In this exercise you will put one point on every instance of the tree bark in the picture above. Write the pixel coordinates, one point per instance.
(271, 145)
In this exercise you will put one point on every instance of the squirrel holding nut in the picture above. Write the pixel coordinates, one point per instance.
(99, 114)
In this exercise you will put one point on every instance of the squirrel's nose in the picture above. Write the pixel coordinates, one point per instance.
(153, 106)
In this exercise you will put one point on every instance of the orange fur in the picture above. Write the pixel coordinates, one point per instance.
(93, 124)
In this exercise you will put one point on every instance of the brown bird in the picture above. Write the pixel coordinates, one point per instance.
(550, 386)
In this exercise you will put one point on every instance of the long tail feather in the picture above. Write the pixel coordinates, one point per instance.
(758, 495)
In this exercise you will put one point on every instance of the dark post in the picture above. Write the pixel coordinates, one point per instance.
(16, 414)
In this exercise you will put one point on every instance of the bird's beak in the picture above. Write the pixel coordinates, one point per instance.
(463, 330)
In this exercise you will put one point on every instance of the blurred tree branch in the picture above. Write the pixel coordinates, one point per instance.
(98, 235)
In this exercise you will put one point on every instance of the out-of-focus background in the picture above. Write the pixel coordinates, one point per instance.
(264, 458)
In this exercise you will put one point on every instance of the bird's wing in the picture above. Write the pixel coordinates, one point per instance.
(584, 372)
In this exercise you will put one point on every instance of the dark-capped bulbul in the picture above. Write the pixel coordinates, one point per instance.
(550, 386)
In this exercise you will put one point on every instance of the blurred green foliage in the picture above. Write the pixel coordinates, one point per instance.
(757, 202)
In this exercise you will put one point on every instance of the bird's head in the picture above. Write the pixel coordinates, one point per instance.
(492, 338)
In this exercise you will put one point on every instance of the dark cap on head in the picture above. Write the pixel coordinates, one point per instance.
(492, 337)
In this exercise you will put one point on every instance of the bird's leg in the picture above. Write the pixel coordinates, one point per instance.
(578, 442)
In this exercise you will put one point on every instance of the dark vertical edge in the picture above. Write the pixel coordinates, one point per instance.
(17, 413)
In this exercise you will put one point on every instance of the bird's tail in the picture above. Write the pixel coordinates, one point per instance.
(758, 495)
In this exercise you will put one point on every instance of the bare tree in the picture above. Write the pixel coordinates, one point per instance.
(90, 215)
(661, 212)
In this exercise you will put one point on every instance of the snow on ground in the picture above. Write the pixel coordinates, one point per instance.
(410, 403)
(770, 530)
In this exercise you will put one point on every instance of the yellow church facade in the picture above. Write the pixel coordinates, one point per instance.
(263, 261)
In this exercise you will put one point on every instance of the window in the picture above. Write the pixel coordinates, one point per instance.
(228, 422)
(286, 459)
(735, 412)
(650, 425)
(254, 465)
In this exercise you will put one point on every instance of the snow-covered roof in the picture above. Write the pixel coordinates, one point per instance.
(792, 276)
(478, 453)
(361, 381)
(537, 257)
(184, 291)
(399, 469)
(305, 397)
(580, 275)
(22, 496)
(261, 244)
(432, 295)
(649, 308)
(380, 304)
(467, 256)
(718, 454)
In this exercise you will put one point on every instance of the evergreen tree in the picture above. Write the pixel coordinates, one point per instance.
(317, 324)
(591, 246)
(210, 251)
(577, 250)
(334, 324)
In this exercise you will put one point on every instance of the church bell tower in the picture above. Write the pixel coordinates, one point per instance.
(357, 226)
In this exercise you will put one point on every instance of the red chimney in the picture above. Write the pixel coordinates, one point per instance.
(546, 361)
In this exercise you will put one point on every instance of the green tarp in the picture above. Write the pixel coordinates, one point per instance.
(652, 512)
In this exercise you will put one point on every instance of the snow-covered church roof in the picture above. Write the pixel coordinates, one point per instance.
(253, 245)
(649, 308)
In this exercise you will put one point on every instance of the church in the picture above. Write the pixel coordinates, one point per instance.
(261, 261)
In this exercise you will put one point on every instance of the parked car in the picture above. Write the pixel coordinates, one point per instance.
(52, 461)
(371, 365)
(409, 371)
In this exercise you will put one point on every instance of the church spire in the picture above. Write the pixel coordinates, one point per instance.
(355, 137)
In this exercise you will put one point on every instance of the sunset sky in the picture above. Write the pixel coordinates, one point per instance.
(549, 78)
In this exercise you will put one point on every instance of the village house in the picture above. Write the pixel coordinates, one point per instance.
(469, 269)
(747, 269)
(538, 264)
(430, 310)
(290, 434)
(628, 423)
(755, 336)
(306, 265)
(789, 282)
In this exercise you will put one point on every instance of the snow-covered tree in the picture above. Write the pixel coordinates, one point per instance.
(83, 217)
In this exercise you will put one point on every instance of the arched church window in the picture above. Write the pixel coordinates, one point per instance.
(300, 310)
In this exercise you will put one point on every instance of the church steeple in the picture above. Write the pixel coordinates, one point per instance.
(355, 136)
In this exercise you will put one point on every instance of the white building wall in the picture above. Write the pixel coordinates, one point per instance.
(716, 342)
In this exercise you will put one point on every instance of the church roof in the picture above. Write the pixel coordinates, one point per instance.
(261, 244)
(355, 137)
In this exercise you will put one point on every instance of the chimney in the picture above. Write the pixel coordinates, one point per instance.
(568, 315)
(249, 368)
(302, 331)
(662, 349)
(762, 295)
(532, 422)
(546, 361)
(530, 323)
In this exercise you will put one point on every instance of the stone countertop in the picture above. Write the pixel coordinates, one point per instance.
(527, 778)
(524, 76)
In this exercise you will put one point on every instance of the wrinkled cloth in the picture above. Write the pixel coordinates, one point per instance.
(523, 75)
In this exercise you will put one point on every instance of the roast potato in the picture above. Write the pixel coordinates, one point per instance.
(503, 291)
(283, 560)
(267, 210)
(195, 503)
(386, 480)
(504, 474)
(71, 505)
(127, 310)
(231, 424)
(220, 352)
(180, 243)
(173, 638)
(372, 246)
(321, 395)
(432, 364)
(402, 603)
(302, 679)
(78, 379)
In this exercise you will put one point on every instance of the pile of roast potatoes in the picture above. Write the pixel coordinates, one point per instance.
---+---
Directions for this task :: Reproduce the entries exactly, each one as given.

Solution for this task ::
In this exercise you will put one point on every instance of the tree bark in the picture above. Write the pixel coordinates, one point per instance.
(271, 145)
In this exercise you will put one point on every instance of the squirrel holding nut in the picture above. Write the pixel coordinates, one point per instance.
(99, 114)
In this exercise you will put one point on every instance of the squirrel's nose in the picture above. Write the pixel coordinates, one point per instance.
(153, 106)
In this exercise you will put one point on every instance of the orange fur in the picture above. Write the pixel coordinates, one point per instance.
(93, 124)
In this exercise you will put one point on every instance of the brown bird in the picture above. Write the pixel coordinates, one point per instance.
(550, 386)
In this exercise you will put one point on every instance of the long tail feather in the picture above. Write the pixel coordinates, one point per instance.
(758, 495)
In this exercise you will put one point on every instance of the dark post in the picture above. Write the pixel coordinates, one point per instance.
(16, 414)
In this exercise you will put one point on every instance of the bird's beak in the picture above. Write the pixel coordinates, one point per instance.
(463, 330)
In this exercise you will put one point on every instance of the blurred tree branch in the picture above. Write the pixel coordinates, one point per instance.
(98, 235)
In this exercise you will put one point on every instance of the out-of-focus background in the picture above. Write the pixel coordinates, one point per instance.
(264, 458)
In this exercise you will put one point on every instance of the bird's wing in the picture above. Write the pixel coordinates, one point per instance.
(584, 372)
In this exercise you will put one point on every instance of the dark-capped bulbul in the picture above. Write the pixel coordinates, one point per instance.
(550, 386)
In this exercise you will put one point on every instance of the blurred green foliage in the picture above. Write the pixel coordinates, one point per instance.
(757, 202)
In this exercise you will put one point on every instance of the bird's head in the picture above. Write the pixel coordinates, one point per instance.
(492, 338)
In this exercise you will put one point on every instance of the dark cap on head in the picture above. Write the pixel coordinates, one point per instance.
(492, 337)
In this exercise you will put one point on every instance of the bird's leg in the picture above. Write the pixel coordinates, one point per instance.
(578, 442)
In this exercise you will put one point on every instance of the dark vertical edge in the picture above. Write the pixel coordinates, one point per instance.
(17, 413)
In this exercise you will put one point on every instance of the bird's tail in the picture above. Write the pixel coordinates, one point per instance.
(758, 495)
In this exercise you will put one point on every instance of the bare tree in the picture above. Write the pixel coordinates, one point per instance.
(90, 215)
(661, 212)
In this exercise you will put one point on every instance of the snow on ground in the picture above. Write the pixel coordinates, one point per instance.
(410, 403)
(770, 530)
In this exercise you will put one point on every instance of the yellow church facade in the picture above. Write the pixel coordinates, one point per instance.
(263, 261)
In this exercise you will put one point on every instance of the window in the picture above. Write the pixel coordinates, one point per instance.
(228, 422)
(286, 459)
(735, 412)
(650, 425)
(254, 465)
In this exercise you will put one point on every instance of the snow-covered roof in the picture above. Write the pixel coordinates, one point per instance.
(792, 276)
(478, 453)
(361, 381)
(537, 257)
(184, 291)
(399, 469)
(305, 397)
(580, 275)
(22, 496)
(261, 244)
(432, 295)
(649, 308)
(380, 304)
(467, 256)
(718, 454)
In this exercise you will put one point on every instance of the evergreen tree in the picture above. Write the pixel coordinates, one point per instance.
(317, 324)
(591, 246)
(210, 251)
(577, 250)
(334, 324)
In this exercise you will put one point on every instance of the church bell tower in the picture above. Write the pixel coordinates, one point per instance.
(357, 226)
In this exercise you will put one point on every instance of the red chimney in the picture above. Write the pixel coordinates, one point per instance.
(546, 361)
In this exercise you will put one point on every instance of the green tarp in the picture above. Write the pixel coordinates, one point per instance.
(652, 512)
In this exercise you will put one point on every instance of the snow-covered church roof in the picture above. Write the pixel coordinates, one point per instance.
(253, 245)
(649, 308)
In this exercise you will put one point on every instance of the church in the picture above. Write the pixel coordinates, one point per instance.
(261, 261)
In this exercise you will put one point on every instance of the parked car in the picture above. Write the pixel coordinates, one point per instance.
(52, 461)
(371, 365)
(409, 371)
In this exercise you will put one point on every instance of the church spire in the picture above. Write the pixel coordinates, one point per instance.
(355, 137)
In this exercise you will put one point on every instance of the sunset sky in the picture above. Write the pixel coordinates, one point per instance.
(549, 78)
In this exercise you will put one point on every instance of the village house in the picture above. Write the pixel coordinates, one point per instance.
(469, 269)
(747, 269)
(538, 264)
(430, 310)
(290, 434)
(628, 423)
(755, 336)
(306, 265)
(789, 282)
In this exercise you will put one point on every instance of the snow-covered tree in the picture above. Write the pixel coordinates, one point per instance.
(83, 217)
In this exercise you will put one point on every instance of the arched church window in the picture above. Write the pixel coordinates, one point per instance.
(300, 310)
In this exercise you will put one point on every instance of the church steeple in the picture above. Write the pixel coordinates, one point per instance.
(355, 136)
In this exercise you will put one point on every instance of the white building wall in the picture above. Write the pixel coordinates, one point per instance.
(716, 342)
In this exercise you will put one point on every instance of the church roof in the picture above. Write the pixel coordinates, one point per instance.
(261, 244)
(355, 137)
In this exercise you will put one point on every instance of the chimney in the picture above. Write the pixel coordinates, one point per instance.
(568, 315)
(249, 368)
(302, 331)
(662, 349)
(762, 295)
(532, 422)
(546, 361)
(530, 323)
In this exercise you will put one point on every instance of the stone countertop in the picture above. Write the pixel coordinates, one point per instance.
(527, 778)
(524, 76)
In this exercise you will put one point on every instance of the wrinkled cloth in the picture above. Write the pixel coordinates, one point per instance.
(523, 75)
In this exercise you will put one point on every instance of the roast potato in the picture above. Write the pixel coordinates, one point per instance.
(503, 291)
(283, 560)
(267, 210)
(195, 503)
(386, 480)
(504, 474)
(71, 505)
(127, 310)
(231, 424)
(220, 352)
(180, 243)
(173, 638)
(372, 246)
(321, 395)
(432, 364)
(402, 603)
(302, 679)
(78, 379)
In this exercise you will put one point on every instance of the pile of roast potatoes in the picture above. Write the pixel coordinates, one point per instance.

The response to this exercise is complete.